- [Excerpted passage]:

^^^^^^^^^^^^^^^^

Its Sunday Sermon time with the Pop-Culture Theologians! 

Kirsten Gerdes, Pop-Culture Theologian extraordinaire is joining us this week for our takeaways! Check out her bio here. 

Want to join us as a guest theologian? Give us a shout-out!

A couple quick pop culture observations from the last week

1. Michelle Wolf is a national treasure and we were LIVING for her speech at the correspondents dinner. THIS is what white allyship looks like. This is what punching up looks like. The reactions? That is what misogyny, patriarchy, and complicit-ness looks like. #michellewolf2020

2. Yo. We are actually speechless about Kanye. But.... damn. 

3. We loved Episode 2 so much we ended up restarting The Leftovers, another show with incredible depth worthy of discussion. Waiting a week between Westworld episodes leaves us looking for other nuggets of pop-culture theology. 

4. And again, our hope is to transition this into a podcast, but that is in the future (or past, or present, right?). 

5. Martha Cecilia will join us again next week.  For fellow Potterheads, she is spending all day watching both parts of The Cursed Child, which, if we are being honest, is her own version of Church. Expect a special PCT post on Cursed Child soon! 

Let's break down Season 2, Episode 1: Reunion 

Spoilers Ahead: You have been warned... 

John's 5 Sips of Tea: 

1.) "You're to perfect to be one of us."

This piece of dialogue was said by Logan Delos and man did it pack a wallop.

They made the androids to be too perfect because they, unlike their makers, are not.  My mind kept flashing to John 3:16: “For God so loved the world that he gave his one and only Son, that whoever believes in him shall not perish but have eternal life.”  The creators of the androids played God in the sense that they wanted to give something so perfect to the world that people would ultimately give whatever they could to be with them.  Whether they were seeking pleasure or the ultimate adventure that Westworld presents, people consumed the product of Westworld and believed in the promise that they were being sold. 

However, while the episode shows us how long Westworld actually was a successful, an odd 30+ years, in the narrative before the present day timeline takes place, the viewer is lead to believe that the people who chose to believe in Westworld chose to do so because they needed to believe in something that was more perfect that they ever could be.

I almost want to break this whole quote and idea of the androids being “too perfect” down even further and compare and contrast the ideology of people “consuming” the perfect body of their “saviors” in some type of Eucharistic fashion but hey, I already have one dissertation I cannot finish.

2.) Sexual Fluidity 

I have to admit, I really enjoy that this show explores sexuality in a level free from shame (in the sense that we have seen to this point).  I find it freeing that Logan Delos, the son of the CEO of the Delos Corporation, has no hang-ups when it comes to loving freely. 

From the time in season one when we are introduced to him to the second episode of season two, Logan’s character has had quite the ride.  From William’s journey ultimately driving him mad and to a point where he no longer is the heir apparent, Logan’s sexual journey mimics that of a stereotypical white, rich son of a corporate overload.  He can have whatever and whomever he chooses.  In a world where people attempt to escape reality, it is refreshing to see a person whose sexual proclivities are not hidden when he leaves Westworld. 

Although he may be a walk stereotype, it is nice to see a character’s sexual fluidity being displayed loud and proud while offering a minor critique on sexuality in the Westworld universe.  While the other characters everyone are out there exploring what it means to be alive, Logan just simply wants to have a little bit of fun.

^^^^^^^^^^^^^^^^

- [Supplied material]:

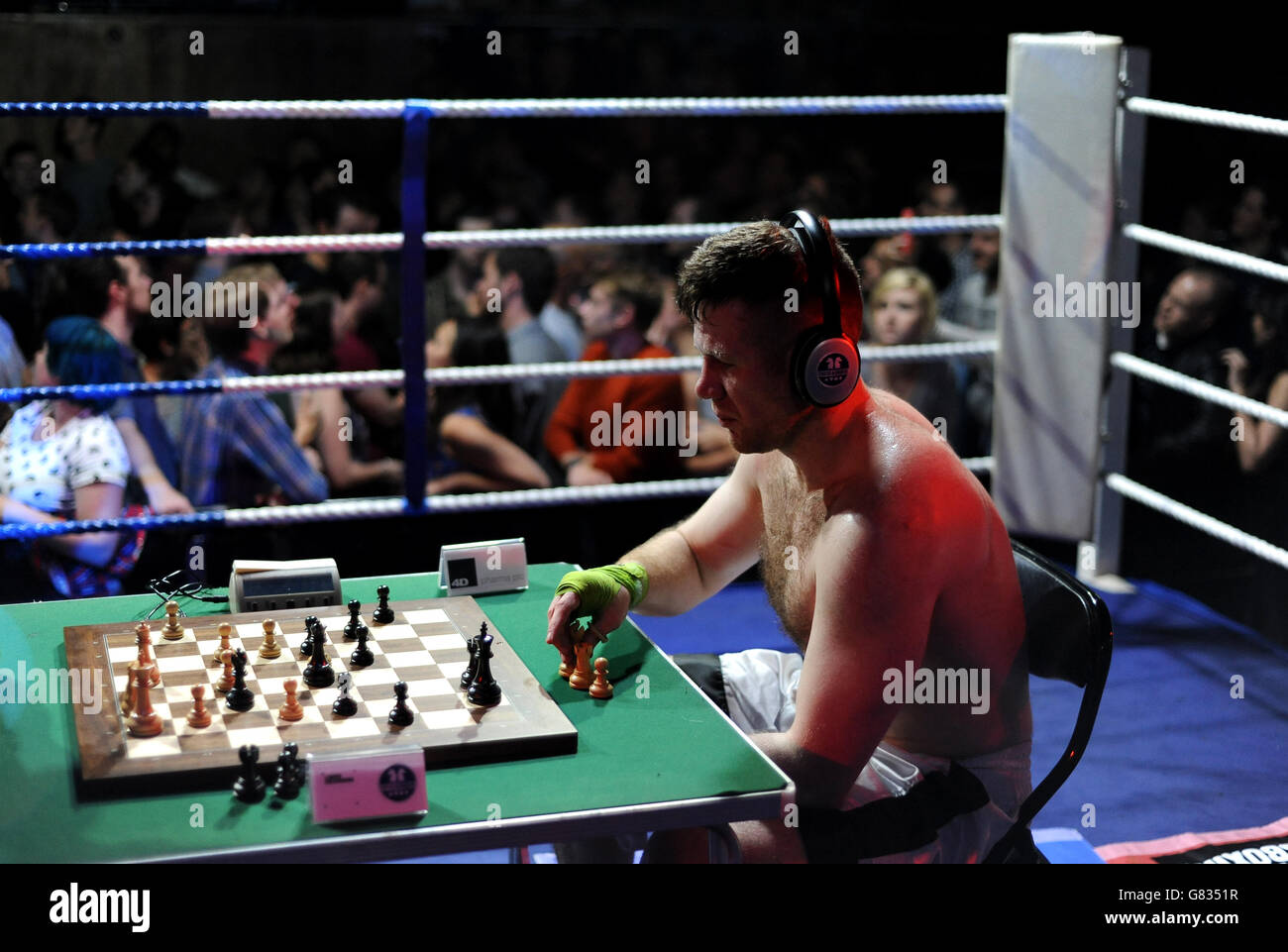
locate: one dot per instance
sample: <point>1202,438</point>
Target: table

^^^^^^^^^^^^^^^^

- [Requests]:
(1) Answer these about the Westworld post:
(a) Who is joining as this week's guest theologian?
(b) What is Martha Cecilia spending all day watching?
(c) Which Bible verse keeps coming to mind for John?
(2) Pick up the Westworld post after its last sentence and keep writing it.
The lines above are their own material and aren't part of the Westworld post.

- [Answers per task]:
(1)
(a) Kirsten Gerdes
(b) Both parts of The Cursed Child
(c) John 3:16

(2)
3.) Join Me or Perish

It finally happened: Dolores and Maeve met.  While they may not have hit it off, I found myself wondering what their relatioshi would have been like had they met earlier in season one or, just like with each of their own journeys, are they just two different to share the same space with one another?

I don’t know the answers to ANY of these questions but much like with the sassy look Maeve gives Dolores after she asks her to join her because she, Dolores, is the only one that can save her, Maeve, I’m left with the same determination to see their stories to their bitter end. 

4.) "A place where they can sin in peace."

I am here for the Man in Black (and not just because I have a thing for Ed Harris).  William’s journey into the Man in Black is something I could watch by itself.  Never one to parse words, he says what the ultimate purpose of the park is not because he truly understands its purpose and fundamental meaning for its patrons and shareholders. 

Much like the Garden of Eden, Westworld represents a place post-apple; more specifically, whereas in the classic tale Eve takes the apple and is made keanly aware that she is naked and she and Adam are ashamed because God did not want her to possess that type of knowledge, Westworld is the Garden of Eden without the shame that comes with possessing knowledge.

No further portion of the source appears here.